___ TESTO FORNITO

1990 dicembre 31 Il vecchio e il nuovo
1990 dicembre 31 – Il vecchio e il nuovo
L’anno nuovo progetta fra quindici giorni una guerra antica, addirittura arcaica. Una
guerra statica, dove tutto è fermo, appostato, a conoscenza del nemico.
Un territorio assediato come un fortino, e tutti a muoversi dentro e fuori scegliendo i
bersagli e mettendo a punto la mira. Un agguato artigianale, meticoloso, calmo, per
programmare nel minor tempo il maggior numero di morti.
Con i suoi trucchi e i suoi misteri, il deserto aggiunge sostanza biblica all’attesa della
notte che i generali giudicheranno propizia al botto. A raccontare questa arcaica guerra
non saranno né Tucidide né Senofonte, ma nemmeno Erich Maria Remarque o Emilio
Lussu quando la morte fissava negli occhi dalla trincea; e neanche Giulio Bedeschi o
Mario Rigoni Stern che sentirono spegnersi di schianto nel destino dell’uomo-soldato i
miti di potenza di interi corpi d’armata e di grandi spedizioni militari.
Per una strategia che avrebbero potuto preparare anche Nabucodonosor o Serse, tutto
sarà nel Golfo favolosamente elettronico. Le armi e l’informazione, il modo di colpire
e di sapere, un probante collaudo per le prime, uno spettacolo senza precedenti per la
seconda. Il bello della diretta consentirà anche di morire più volte, all’infinito e al
rallentatore, così fermando il tempo e lo spazio.
É sempre Faust il nostro prototipo. Geniali nella tecnologia, siamo ottusi nel genio
della pace. Se soltanto riuscissimo a sviluppare nella cooperazione un millesimo della
fantasia che esercitiamo nell’aggredire; se potessimo capire che l’affare più lucroso è
la pace…
Siamo terribilmente impreparati a tutto. La storia corre più veloce dei popoli che la
fanno, e li coglie sempre più in ritardo. Se il mondo è diventato un immenso
condominio, vi abitiamo con una cultura poco allenata al dialogo. La pace, l’ambiente,
il benessere, e la fame, la guerra, gli squilibri, lo sviluppo, le risorse: con chiarezza
fino all’altro ieri sconosciuta ci rendiamo benissimo conto che nessuno potrà fingere
di non vedere chiudendosi alla spalle l’uscio di casa. Ma la coscienza dei problemi non
basta; non basta anche se rappresenta già un progresso.
Ha qualcosa di epico il nostro tempo miscelato tra disperazione e speranza, tra sfida e
impotenza, tra cinismo e vita. Anche perché il Dio dei cristiani non è più il Dio della
storia; al massimo un Dio interiore, freudiano, sempre più periferico alla società. La
scienza che rende più forti, lascia più soli e vulnerabili.
«Siamo senza festa perché ci compensiamo con tanti divertimenti» ammonisce Padre
Turoldo. É la stagione del disagio, anche in politica, quando con essa s’intende la
possibilità per ciascuno – se non di essere retoricamente protagonisti – almeno di far
giungere la voce.

______
___ ESTRATTO DEL DATASET

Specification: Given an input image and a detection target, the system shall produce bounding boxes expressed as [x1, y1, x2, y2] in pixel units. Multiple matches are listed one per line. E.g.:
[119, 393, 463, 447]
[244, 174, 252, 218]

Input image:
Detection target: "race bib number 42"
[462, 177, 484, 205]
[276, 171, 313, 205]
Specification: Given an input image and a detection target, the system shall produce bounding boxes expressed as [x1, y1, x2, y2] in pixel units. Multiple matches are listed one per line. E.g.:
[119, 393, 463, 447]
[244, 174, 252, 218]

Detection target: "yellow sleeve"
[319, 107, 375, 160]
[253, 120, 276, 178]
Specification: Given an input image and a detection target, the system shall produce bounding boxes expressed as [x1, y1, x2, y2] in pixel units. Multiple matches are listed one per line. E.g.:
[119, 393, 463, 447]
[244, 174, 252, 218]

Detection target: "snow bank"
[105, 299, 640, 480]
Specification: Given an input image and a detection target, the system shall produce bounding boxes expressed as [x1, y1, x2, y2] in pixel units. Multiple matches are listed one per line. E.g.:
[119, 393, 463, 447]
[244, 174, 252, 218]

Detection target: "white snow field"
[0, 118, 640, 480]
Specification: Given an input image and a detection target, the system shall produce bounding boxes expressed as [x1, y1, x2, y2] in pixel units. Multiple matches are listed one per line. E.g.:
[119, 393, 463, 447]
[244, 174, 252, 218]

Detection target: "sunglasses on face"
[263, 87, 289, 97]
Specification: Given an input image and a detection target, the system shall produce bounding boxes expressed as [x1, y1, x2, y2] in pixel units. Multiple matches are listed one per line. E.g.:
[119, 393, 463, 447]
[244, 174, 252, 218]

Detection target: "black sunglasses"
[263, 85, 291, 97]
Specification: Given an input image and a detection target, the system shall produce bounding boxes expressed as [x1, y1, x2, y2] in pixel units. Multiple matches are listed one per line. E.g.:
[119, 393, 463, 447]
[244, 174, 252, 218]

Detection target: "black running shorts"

______

- COSA FARE
(a) Riassumi in due frasi l'articolo sulla guerra del Golfo.
(b) Continua l'articolo sulla guerra del Golfo a partire dalla sua ultima frase.

- RISULTATI
(a) L'anno nuovo prepara nel Golfo una guerra dalla strategia arcaica ma combattuta con armi e informazione elettroniche, e la diretta la renderà uno spettacolo senza precedenti. Il testo osserva che siamo geniali nella tecnologia ma ottusi nel genio della pace, impreparati a tutto e con una cultura poco allenata al dialogo in un mondo diventato un immenso condominio.

(b)
Oggi la sfiducia nella politica italiana consiste precisamente in questo: pur chiamato
spesso a votare dunque a scegliere, il cittadino ha concluso che di un rito si tratta e di
nulla di più. In una democrazia che paradossalmente lo emargina, gli sembra allora di
poter contare soltanto se opta per la protesta. Rendere cioè la sua emarginazione
talmente estrema da trasformarla in un boomerang contro il Palazzo.
E tuttavia «l’esasperazione non porta consiglio», anzi può sfociare nella demagogia,
nella stupidità, in un ulteriore imbroglio. L’avvertimento viene dal professor Giovanni
Sartori, docente di scienza della politica alla Columbia University, il quale chiama
giustamente in causa anche un’informazione il più delle volte settaria, schierata, di
potere, quindi altrettanto inaffidabile della politica che pur afferma di voler emendare.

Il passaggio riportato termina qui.